* Instructions to follow *
Once the line with "Could you please tag every instance of the shrub" is found in the data, output it and each following line exactly, up to and including the line with "Could you please tag every instance of the ruined", and nothing before or after.

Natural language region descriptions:
+ + + +

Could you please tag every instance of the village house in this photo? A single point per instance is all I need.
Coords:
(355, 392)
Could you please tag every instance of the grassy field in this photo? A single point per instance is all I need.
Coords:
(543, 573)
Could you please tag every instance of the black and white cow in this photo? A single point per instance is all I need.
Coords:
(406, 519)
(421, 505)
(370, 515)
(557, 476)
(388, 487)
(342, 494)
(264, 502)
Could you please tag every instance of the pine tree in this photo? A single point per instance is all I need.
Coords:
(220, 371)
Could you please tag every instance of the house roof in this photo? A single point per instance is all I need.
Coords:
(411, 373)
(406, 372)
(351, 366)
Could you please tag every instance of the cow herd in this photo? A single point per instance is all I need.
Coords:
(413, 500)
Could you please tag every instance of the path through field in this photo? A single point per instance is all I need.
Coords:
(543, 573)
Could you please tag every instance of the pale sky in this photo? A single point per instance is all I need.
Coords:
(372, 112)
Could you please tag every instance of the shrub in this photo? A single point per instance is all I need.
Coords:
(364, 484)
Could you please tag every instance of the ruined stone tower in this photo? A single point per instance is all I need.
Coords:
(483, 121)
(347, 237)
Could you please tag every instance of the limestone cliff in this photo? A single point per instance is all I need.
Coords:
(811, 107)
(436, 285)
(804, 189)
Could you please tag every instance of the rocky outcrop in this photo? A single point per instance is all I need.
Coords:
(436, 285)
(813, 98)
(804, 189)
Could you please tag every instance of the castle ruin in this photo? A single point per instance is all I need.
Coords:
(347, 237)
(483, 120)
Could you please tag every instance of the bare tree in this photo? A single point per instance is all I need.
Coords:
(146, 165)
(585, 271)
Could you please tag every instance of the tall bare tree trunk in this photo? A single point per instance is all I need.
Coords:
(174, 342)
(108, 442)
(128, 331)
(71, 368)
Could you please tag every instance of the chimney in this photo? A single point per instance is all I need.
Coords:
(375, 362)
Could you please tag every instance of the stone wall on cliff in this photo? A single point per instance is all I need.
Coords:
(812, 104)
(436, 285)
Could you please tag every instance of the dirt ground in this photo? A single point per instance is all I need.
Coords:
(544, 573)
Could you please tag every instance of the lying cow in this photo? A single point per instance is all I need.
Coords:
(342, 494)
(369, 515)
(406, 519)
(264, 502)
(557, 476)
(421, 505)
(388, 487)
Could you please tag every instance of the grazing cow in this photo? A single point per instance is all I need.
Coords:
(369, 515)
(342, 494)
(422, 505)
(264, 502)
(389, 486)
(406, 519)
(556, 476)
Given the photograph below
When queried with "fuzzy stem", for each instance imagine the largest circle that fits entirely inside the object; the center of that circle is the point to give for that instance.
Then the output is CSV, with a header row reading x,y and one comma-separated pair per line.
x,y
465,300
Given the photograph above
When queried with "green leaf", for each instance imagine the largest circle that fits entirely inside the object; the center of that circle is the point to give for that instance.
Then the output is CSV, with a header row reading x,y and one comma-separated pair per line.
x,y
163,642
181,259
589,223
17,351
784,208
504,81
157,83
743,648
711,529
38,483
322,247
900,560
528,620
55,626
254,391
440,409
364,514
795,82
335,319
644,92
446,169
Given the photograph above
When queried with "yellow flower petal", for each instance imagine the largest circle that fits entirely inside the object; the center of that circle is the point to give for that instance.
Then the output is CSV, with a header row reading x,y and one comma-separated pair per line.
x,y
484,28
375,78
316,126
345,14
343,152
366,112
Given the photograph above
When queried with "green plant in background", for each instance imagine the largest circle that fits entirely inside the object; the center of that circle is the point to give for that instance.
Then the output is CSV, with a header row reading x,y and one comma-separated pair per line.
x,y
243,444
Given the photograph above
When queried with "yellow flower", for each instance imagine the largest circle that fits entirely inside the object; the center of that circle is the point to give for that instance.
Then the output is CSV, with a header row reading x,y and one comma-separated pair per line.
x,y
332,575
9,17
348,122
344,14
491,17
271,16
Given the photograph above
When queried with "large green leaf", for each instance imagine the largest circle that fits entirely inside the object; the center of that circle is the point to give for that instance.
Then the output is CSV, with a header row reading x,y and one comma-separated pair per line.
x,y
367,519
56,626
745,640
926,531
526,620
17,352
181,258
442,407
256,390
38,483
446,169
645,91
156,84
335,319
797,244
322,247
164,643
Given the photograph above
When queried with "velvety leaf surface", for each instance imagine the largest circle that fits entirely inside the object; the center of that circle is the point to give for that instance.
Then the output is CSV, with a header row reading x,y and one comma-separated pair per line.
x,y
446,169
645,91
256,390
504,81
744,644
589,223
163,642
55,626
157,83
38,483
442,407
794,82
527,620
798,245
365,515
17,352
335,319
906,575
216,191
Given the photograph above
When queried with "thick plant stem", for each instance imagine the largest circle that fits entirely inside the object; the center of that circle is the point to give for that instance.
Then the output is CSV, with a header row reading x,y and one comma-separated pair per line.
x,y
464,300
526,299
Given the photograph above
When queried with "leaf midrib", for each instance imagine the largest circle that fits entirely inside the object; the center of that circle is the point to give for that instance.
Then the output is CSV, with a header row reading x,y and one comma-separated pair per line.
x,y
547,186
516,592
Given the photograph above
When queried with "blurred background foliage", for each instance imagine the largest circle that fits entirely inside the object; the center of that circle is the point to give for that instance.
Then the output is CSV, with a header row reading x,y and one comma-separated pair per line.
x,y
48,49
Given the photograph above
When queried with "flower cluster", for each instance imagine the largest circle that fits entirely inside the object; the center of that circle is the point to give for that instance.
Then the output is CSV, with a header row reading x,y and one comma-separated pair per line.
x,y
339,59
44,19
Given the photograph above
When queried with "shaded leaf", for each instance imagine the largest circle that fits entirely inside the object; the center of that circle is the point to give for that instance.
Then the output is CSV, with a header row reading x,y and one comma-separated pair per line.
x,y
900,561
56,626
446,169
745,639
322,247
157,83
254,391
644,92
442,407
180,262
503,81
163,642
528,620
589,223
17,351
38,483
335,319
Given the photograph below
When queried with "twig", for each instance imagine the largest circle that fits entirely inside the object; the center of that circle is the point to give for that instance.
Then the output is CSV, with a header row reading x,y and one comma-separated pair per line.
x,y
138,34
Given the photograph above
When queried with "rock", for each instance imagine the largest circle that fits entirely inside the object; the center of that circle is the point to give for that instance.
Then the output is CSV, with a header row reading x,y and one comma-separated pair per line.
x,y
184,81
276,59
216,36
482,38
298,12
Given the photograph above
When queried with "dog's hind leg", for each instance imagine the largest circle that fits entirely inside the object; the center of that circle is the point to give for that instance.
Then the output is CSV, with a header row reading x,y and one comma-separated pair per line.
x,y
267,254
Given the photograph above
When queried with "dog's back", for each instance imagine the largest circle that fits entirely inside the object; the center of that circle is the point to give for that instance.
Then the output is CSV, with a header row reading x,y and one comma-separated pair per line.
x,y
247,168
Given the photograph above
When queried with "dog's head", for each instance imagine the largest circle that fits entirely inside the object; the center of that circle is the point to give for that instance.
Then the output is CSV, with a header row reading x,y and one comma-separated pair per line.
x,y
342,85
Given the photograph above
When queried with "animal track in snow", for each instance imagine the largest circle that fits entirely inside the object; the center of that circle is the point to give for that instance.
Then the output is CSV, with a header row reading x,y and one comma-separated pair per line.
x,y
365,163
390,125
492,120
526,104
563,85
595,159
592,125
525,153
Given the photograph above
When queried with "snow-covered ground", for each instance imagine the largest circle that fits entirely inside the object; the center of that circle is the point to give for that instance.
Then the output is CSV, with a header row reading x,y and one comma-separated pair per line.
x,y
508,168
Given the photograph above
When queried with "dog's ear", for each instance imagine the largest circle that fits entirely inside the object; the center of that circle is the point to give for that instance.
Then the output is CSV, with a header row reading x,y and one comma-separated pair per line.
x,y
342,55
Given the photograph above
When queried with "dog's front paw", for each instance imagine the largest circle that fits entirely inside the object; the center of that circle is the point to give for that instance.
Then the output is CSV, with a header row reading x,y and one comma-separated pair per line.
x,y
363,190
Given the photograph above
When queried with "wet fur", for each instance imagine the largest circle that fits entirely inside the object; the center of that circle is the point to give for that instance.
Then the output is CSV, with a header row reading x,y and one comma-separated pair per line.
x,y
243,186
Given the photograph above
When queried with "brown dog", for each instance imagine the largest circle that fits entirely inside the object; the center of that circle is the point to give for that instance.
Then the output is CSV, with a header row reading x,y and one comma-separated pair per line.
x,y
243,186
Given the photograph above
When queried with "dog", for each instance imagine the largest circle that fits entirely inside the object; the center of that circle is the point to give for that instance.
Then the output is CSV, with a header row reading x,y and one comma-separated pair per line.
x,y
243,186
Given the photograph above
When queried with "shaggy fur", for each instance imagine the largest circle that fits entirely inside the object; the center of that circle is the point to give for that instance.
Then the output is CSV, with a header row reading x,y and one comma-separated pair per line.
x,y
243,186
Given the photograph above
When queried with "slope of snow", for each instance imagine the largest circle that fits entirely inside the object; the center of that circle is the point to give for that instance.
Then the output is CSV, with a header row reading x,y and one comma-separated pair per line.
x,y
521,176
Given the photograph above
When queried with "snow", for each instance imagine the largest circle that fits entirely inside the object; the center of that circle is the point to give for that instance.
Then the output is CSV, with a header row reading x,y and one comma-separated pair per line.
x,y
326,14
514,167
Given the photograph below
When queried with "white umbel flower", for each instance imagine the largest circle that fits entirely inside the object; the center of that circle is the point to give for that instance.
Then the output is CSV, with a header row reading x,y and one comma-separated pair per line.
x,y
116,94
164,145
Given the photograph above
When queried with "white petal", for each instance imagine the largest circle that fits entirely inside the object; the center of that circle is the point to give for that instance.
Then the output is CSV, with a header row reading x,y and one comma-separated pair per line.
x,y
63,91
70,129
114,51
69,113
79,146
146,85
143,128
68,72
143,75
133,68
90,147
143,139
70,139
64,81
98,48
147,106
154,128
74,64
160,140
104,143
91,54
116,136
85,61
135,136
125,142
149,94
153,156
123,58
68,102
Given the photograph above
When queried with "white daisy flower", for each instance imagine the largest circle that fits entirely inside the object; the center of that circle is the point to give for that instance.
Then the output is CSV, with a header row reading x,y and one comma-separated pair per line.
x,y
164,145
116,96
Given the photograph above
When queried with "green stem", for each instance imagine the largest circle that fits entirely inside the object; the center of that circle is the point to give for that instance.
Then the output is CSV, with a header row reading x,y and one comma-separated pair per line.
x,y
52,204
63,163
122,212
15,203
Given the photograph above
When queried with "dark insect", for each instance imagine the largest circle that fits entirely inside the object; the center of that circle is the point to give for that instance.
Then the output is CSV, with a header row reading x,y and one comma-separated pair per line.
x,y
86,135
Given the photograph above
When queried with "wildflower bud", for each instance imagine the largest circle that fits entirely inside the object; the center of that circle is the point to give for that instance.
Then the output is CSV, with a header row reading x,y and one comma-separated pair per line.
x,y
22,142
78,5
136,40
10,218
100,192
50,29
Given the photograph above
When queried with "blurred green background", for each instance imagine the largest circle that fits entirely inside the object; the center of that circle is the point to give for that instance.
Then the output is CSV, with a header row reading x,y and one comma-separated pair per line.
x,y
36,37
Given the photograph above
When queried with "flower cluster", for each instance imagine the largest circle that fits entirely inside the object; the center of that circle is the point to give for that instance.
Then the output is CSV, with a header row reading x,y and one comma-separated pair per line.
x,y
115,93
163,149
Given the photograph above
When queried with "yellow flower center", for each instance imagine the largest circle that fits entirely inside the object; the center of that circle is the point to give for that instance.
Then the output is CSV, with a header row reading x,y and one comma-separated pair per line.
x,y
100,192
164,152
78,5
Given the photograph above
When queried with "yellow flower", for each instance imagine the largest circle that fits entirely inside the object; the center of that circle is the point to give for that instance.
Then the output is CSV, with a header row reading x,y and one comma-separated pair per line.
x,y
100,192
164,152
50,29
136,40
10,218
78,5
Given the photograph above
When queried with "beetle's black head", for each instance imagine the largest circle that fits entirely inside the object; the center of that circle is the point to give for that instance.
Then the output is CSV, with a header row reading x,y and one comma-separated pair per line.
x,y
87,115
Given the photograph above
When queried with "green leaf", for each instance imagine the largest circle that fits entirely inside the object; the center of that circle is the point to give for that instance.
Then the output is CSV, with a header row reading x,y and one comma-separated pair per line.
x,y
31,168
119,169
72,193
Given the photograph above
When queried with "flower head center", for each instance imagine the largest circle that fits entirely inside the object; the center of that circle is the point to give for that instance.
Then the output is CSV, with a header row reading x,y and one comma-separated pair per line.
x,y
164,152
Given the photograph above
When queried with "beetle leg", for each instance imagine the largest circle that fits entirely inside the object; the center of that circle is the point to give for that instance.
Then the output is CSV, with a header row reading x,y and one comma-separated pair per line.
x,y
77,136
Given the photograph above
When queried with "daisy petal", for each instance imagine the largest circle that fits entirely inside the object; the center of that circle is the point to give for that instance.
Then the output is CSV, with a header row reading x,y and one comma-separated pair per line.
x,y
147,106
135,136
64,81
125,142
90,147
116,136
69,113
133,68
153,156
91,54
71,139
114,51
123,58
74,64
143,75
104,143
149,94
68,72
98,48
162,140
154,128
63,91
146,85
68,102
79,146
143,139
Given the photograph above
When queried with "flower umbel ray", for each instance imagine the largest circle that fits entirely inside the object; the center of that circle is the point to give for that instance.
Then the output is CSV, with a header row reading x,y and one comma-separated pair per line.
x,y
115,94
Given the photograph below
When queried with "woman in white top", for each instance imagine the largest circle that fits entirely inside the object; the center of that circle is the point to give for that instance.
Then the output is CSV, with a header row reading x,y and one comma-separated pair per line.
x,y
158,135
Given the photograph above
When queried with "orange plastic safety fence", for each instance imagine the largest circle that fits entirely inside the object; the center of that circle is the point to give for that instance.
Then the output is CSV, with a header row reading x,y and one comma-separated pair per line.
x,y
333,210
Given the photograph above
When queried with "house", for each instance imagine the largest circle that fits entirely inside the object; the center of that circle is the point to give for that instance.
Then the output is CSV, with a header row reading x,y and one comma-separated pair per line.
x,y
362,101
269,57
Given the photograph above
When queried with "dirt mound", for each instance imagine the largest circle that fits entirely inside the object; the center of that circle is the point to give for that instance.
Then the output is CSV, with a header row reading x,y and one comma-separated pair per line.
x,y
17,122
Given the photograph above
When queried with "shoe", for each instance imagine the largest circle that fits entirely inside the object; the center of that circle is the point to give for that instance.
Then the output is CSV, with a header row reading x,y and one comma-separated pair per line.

+ + + +

* Reply *
Could you please tag every instance of the shrub in this photo? A single point per instance is all I need.
Coords:
(364, 484)
Could you please tag every instance of the ruined stone tower in this photo? A single point per instance is all I need.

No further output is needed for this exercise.